» **DIRECTIONS**: Locate the line that contains "Query: poster with blue graphic" in the entries below. Retype it and all following lines through the final one, character for character.

» **DATA IN THIS EXERCISE**:
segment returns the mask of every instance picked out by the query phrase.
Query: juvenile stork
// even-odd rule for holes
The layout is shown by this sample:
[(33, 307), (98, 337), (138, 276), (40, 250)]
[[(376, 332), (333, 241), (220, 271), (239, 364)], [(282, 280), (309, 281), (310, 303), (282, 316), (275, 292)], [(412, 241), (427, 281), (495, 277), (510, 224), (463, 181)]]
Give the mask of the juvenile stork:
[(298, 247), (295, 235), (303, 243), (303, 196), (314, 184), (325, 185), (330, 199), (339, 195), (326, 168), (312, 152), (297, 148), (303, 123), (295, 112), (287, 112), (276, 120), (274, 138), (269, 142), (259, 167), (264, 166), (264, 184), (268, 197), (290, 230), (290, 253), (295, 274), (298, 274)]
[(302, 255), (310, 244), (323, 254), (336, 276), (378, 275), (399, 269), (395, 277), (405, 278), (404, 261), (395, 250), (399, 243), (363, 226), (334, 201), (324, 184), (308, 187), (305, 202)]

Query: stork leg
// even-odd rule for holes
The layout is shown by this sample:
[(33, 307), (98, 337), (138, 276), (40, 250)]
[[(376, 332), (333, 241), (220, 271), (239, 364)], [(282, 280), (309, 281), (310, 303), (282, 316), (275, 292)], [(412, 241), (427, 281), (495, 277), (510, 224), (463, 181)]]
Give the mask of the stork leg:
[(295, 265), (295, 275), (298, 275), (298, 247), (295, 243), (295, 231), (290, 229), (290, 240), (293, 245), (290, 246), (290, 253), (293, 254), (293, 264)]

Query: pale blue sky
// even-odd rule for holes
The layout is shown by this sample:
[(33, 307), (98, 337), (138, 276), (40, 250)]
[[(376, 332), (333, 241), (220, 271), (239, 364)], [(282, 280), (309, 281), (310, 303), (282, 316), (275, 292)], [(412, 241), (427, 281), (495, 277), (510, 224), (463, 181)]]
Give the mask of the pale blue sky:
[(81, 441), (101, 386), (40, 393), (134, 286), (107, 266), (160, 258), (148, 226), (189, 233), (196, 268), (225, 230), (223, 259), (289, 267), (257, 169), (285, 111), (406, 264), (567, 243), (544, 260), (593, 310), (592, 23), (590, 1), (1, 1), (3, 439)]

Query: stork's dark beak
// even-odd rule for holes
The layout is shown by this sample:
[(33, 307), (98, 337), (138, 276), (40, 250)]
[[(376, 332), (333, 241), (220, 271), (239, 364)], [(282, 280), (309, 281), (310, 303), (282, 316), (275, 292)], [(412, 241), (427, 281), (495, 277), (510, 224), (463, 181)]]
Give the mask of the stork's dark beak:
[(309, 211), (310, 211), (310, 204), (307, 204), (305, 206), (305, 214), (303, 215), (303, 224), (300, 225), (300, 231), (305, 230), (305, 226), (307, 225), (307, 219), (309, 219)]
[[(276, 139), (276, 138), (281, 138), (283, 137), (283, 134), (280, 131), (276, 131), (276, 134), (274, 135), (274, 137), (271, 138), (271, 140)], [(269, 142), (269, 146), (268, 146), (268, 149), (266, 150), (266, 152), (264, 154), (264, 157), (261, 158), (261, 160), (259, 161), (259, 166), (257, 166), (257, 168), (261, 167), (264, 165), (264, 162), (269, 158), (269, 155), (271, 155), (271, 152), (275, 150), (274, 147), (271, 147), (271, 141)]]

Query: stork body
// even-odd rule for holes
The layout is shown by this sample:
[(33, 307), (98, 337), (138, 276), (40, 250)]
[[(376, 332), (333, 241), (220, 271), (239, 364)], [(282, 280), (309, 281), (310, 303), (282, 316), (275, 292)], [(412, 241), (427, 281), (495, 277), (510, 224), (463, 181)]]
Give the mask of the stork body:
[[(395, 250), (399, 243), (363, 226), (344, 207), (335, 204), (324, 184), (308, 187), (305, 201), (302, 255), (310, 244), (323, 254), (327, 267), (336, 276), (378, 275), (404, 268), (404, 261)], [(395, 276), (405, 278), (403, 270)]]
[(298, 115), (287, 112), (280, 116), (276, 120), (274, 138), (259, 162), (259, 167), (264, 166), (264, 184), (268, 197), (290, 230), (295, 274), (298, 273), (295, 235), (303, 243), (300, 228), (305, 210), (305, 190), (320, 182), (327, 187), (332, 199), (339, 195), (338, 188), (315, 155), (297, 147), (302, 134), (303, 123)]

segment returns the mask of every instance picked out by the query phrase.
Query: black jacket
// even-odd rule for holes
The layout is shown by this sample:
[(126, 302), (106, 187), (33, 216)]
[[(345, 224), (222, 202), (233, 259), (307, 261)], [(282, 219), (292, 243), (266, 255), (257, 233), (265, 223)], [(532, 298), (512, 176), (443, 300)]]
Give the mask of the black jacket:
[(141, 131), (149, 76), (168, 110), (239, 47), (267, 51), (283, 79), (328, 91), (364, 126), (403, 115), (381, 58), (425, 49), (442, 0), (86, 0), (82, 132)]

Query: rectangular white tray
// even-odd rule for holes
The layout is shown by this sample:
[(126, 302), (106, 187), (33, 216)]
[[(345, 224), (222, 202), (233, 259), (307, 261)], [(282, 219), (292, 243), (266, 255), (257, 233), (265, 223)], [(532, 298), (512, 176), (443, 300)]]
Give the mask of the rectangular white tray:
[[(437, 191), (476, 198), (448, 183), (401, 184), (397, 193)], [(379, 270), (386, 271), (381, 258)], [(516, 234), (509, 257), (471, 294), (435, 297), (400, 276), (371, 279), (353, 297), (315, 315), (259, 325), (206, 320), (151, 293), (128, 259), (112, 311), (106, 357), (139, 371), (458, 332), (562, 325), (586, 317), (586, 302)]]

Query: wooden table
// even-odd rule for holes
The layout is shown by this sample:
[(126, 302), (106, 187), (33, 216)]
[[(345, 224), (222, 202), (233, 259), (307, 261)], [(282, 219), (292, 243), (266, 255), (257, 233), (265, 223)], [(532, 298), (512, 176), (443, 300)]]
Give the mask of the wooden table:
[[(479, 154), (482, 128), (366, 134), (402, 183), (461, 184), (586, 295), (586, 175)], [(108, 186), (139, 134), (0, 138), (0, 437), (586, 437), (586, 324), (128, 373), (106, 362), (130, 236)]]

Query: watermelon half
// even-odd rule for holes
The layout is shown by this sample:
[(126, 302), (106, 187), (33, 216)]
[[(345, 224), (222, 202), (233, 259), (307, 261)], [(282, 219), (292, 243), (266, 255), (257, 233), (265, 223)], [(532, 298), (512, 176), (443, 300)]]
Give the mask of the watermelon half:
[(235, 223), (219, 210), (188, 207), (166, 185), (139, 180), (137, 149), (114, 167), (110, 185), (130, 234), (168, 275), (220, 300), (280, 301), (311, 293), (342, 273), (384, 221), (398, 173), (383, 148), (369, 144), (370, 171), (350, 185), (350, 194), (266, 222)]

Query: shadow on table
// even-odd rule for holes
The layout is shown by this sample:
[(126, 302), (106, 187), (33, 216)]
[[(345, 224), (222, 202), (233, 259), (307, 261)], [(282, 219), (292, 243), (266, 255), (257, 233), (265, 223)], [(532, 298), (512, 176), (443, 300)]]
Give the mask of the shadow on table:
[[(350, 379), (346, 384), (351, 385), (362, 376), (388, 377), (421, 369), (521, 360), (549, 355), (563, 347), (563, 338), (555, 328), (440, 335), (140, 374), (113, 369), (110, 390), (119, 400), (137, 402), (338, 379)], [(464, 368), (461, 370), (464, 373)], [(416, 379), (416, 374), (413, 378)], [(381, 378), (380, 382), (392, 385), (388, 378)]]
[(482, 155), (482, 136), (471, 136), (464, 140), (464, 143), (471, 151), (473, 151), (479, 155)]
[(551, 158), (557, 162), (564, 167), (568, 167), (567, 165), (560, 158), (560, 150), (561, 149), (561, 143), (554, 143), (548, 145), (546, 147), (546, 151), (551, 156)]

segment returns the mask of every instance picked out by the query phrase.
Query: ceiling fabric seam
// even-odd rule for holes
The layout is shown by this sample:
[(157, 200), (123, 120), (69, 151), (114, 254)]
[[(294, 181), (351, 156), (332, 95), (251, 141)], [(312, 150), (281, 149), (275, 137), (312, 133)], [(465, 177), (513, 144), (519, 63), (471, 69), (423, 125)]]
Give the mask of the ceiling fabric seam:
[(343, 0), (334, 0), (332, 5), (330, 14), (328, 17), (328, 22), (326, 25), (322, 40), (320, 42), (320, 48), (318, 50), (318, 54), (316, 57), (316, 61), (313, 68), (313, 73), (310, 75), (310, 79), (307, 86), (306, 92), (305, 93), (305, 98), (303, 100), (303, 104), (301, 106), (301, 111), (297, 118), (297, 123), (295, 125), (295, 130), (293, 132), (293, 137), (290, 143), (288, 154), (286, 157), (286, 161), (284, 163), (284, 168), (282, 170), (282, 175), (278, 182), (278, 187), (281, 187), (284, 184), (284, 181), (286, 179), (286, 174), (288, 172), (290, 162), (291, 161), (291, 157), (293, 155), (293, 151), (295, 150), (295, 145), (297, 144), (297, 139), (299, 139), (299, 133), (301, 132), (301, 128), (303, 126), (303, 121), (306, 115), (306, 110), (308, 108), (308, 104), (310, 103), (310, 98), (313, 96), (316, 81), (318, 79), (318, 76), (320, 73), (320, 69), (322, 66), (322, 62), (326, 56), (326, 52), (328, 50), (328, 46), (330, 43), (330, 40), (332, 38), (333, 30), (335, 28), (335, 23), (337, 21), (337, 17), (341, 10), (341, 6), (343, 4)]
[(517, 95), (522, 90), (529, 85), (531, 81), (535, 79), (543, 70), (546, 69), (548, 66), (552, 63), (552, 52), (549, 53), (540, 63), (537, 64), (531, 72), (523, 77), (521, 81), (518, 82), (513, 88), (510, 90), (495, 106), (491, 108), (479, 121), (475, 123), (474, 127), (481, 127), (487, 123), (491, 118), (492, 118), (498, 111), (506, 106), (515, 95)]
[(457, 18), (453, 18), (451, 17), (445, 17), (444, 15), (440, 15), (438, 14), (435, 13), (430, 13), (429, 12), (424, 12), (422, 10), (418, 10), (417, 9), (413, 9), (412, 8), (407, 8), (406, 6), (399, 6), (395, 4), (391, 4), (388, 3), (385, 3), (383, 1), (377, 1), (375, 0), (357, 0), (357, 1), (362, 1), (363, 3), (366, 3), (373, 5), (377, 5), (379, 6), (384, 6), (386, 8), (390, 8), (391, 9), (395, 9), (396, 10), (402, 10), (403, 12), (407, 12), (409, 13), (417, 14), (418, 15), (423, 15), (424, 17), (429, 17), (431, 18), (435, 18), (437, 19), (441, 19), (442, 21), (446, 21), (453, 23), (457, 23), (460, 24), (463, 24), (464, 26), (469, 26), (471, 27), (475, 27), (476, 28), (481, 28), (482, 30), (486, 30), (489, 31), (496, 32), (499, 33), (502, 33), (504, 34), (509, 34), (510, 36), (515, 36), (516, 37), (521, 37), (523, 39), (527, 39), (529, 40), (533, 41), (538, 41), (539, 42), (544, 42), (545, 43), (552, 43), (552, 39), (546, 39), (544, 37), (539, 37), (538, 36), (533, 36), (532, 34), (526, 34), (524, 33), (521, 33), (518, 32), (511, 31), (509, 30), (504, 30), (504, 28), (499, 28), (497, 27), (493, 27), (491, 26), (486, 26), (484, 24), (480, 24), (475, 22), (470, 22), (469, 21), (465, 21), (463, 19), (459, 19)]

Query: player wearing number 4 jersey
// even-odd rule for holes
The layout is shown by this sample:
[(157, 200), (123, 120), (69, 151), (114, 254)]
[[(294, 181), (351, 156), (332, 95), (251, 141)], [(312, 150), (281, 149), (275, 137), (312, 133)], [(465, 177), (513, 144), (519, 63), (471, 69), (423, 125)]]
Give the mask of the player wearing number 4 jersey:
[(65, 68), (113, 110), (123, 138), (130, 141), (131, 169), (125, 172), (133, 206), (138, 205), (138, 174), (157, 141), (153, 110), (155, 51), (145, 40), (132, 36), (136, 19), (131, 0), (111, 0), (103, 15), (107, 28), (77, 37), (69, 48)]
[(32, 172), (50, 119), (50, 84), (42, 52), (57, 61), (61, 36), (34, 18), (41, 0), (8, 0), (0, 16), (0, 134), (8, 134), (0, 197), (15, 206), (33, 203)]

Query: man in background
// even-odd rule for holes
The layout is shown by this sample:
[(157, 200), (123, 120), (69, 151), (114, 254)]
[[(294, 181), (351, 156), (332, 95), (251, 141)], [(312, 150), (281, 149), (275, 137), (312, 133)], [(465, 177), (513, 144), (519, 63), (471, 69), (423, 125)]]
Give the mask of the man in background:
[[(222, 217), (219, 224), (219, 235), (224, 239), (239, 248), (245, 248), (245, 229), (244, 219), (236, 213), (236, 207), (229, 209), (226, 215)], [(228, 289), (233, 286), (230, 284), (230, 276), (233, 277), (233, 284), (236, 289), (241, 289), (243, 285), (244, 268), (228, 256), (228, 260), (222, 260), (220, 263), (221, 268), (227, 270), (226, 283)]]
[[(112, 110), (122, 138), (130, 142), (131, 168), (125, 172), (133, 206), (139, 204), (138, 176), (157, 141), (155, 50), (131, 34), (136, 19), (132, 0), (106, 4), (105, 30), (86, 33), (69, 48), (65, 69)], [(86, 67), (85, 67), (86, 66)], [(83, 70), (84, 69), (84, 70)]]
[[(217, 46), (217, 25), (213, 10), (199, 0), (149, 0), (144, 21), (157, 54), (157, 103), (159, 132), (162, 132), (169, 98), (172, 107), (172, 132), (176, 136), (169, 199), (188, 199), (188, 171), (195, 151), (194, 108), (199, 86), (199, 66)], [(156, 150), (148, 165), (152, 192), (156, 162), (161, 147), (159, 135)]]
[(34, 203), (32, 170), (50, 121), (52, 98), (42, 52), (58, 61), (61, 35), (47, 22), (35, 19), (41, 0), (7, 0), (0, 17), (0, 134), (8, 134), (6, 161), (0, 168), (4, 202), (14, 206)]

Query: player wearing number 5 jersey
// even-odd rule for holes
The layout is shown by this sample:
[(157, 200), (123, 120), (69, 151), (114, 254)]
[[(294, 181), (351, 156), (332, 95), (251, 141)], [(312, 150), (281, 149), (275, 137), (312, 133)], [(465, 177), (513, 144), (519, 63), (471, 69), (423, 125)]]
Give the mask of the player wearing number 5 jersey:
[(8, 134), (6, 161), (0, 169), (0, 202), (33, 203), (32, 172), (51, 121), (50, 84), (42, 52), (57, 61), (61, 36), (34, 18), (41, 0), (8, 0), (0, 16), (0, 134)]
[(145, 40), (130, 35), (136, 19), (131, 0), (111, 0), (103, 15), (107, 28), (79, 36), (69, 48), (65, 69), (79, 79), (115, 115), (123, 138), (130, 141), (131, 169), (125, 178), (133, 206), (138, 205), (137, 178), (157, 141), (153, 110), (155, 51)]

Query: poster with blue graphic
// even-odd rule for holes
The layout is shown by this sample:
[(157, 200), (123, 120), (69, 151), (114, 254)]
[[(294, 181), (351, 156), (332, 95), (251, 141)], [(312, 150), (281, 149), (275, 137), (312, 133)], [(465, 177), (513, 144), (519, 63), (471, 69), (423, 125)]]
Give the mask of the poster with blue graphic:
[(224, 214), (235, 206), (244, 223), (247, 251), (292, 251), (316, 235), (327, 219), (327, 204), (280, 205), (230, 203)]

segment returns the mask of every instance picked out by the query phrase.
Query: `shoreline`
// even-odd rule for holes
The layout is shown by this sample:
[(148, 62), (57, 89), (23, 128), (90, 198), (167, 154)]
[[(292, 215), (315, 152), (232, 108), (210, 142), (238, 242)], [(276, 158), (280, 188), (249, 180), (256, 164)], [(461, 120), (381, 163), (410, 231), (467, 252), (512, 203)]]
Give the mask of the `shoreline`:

» **FINISHED EXERCISE**:
Query: poster with blue graphic
// even-odd rule for holes
The layout is shown by this sample:
[(157, 200), (123, 120), (69, 151), (114, 254)]
[[(294, 181), (351, 156), (332, 95), (251, 141)], [(312, 150), (281, 149), (275, 137), (312, 133)], [(465, 177), (513, 144), (519, 63), (471, 69), (423, 125)]]
Give the mask of the poster with blue graphic:
[(224, 214), (235, 206), (244, 223), (247, 251), (292, 251), (316, 235), (327, 219), (327, 204), (280, 205), (230, 203)]

segment returns the mask of every instance picked out by the query phrase.
Query: `shoreline`
// even-odd rule for holes
The layout is shown by this sample:
[(148, 62), (57, 89), (23, 128), (90, 198), (167, 154)]
[[(292, 215), (315, 152), (232, 108), (210, 142), (238, 242)], [(276, 158), (280, 188), (249, 180), (256, 164)], [(461, 120), (381, 163), (410, 231), (467, 252), (512, 203)]]
Give the mask of the `shoreline`:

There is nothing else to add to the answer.